* begin TEXT EXTRACT *
At MIRROR WATER we believe that bathing is an enjoyable and beneficial tool in your personal arsenal of wellbeing rituals. Bathing is a treat for your skin, your muscles and your mind. But there isn’t only one way to bathe – bathing has been a central feature of human life for thousands of years and different practices have developed around the world to address various concerns and to make use of local ingredients. In this series, we learn from different cultures and eras by conducting a deep dive into different types of bathing. For our first pieces we looked at thalassotherapy and floral bathing, and for this piece we are delving into Japanese onsen.
By definition, an onsen uses water from geothermal springs, meaning that the water is naturally hot. Japan is a volcanically-active country so there are many onsen around the country and onsen visits are a major facet of Japanese tourism. Guests can stay and often dine in traditional buildings that are built up around the hot springs, which sometimes include ryokans where guests stay on tatami mats. Some inns have private onsens, while others have group bathing facilities, and it is possible to enjoy outdoor or indoor onsen bathing. There are even small onsen towns, some within easy reach of Tokyo, so guests can hop between different onsen hotels. We have heard that, if told in advance, ryokans can offer some of the best vegetarian dining in Japan.
The onsen experience begins before bathers enter the water itself. As the first step of onsen etiquette, bathers should wash themselves before entering the onsen, which are are equipped with bathing stations including taps or showerheads, wooden stools and buckets, as well as body cleansing products. It is not considered socially acceptable to enter the onsen while dirty or even with traces of soap suds. For anyone who says that bathing involves soaking in dirty water, maybe onsens are for you! As a consideration for others, it is of utmost importance to keep the onsen water clean, so towels should not be left near the water and hair should be tied up.
* end TEXT EXTRACT *
→ TASKS TO PERFORM
1 > Can you reproduce the part of the onsen passage starting with "The onsen experience" and going on through "be tied up.", word for word?
2 > Will you write out, word for word, the lines from the rows below, starting with the line with "Tell me—where in the image above is the white mask" and going on through the line with "[361,100,422,128]", with both of those lines included?
* begin TASK DATA *
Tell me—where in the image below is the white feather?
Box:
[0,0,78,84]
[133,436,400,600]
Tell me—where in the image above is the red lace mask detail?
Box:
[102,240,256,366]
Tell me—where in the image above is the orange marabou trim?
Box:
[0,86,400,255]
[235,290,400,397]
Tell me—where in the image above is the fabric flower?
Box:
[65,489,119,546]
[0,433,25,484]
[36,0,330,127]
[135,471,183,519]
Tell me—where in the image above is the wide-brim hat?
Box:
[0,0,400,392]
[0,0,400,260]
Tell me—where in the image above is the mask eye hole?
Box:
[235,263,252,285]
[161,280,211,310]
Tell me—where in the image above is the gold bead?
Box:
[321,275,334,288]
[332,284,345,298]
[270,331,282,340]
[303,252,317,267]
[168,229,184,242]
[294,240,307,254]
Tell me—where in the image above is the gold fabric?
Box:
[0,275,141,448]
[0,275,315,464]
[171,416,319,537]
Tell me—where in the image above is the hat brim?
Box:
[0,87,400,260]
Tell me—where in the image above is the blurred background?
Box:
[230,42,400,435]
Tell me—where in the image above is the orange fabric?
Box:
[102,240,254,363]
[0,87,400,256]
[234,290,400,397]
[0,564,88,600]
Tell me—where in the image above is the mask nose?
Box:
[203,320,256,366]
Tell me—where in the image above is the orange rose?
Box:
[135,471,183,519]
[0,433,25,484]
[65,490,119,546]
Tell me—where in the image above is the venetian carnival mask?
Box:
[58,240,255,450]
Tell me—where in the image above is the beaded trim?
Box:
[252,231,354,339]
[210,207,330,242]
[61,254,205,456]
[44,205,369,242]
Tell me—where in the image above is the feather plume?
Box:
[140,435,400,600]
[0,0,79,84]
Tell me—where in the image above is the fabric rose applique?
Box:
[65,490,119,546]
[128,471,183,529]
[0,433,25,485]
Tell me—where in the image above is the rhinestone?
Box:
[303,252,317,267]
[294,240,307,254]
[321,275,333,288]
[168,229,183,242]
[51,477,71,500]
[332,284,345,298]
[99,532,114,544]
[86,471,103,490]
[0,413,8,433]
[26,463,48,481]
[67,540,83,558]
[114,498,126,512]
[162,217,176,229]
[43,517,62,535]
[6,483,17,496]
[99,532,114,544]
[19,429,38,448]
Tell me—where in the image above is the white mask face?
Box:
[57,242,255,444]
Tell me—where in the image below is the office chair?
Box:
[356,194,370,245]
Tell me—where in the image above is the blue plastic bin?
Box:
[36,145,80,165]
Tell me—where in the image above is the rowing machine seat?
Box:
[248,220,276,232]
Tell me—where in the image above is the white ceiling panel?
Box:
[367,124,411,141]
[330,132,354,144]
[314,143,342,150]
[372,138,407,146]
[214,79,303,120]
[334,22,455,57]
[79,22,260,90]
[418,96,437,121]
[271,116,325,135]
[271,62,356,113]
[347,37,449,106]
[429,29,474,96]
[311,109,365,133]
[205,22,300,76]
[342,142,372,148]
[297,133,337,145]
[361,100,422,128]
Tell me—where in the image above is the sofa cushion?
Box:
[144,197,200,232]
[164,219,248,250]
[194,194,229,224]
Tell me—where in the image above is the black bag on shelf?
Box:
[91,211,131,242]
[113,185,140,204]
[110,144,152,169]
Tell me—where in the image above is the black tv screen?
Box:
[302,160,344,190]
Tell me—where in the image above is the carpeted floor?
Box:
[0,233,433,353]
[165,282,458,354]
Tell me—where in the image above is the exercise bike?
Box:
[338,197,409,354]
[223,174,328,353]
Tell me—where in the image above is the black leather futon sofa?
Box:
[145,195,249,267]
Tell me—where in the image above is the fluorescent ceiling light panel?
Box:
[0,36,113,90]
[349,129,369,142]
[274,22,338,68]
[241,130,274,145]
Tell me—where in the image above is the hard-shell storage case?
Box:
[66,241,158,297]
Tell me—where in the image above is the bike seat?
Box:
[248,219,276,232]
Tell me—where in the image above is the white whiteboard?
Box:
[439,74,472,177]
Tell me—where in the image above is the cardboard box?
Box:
* end TASK DATA *
→ OUTPUTS BY TASK
1 >
The onsen experience begins before bathers enter the water itself. As the first step of onsen etiquette, bathers should wash themselves before entering the onsen, which are are equipped with bathing stations including taps or showerheads, wooden stools and buckets, as well as body cleansing products. It is not considered socially acceptable to enter the onsen while dirty or even with traces of soap suds. For anyone who says that bathing involves soaking in dirty water, maybe onsens are for you! As a consideration for others, it is of utmost importance to keep the onsen water clean, so towels should not be left near the water and hair should be tied up.

2 >
Tell me—where in the image above is the white mask face?
Box:
[57,242,255,444]
Tell me—where in the image below is the office chair?
Box:
[356,194,370,245]
Tell me—where in the image above is the blue plastic bin?
Box:
[36,145,80,165]
Tell me—where in the image above is the rowing machine seat?
Box:
[248,220,276,232]
Tell me—where in the image above is the white ceiling panel?
Box:
[367,124,411,141]
[330,132,354,144]
[314,143,342,150]
[372,138,407,146]
[214,79,303,120]
[334,22,455,57]
[79,22,260,90]
[418,96,437,121]
[271,116,325,135]
[271,62,356,113]
[347,37,449,106]
[429,29,474,96]
[311,109,365,133]
[205,22,300,76]
[342,142,372,148]
[297,133,337,145]
[361,100,422,128]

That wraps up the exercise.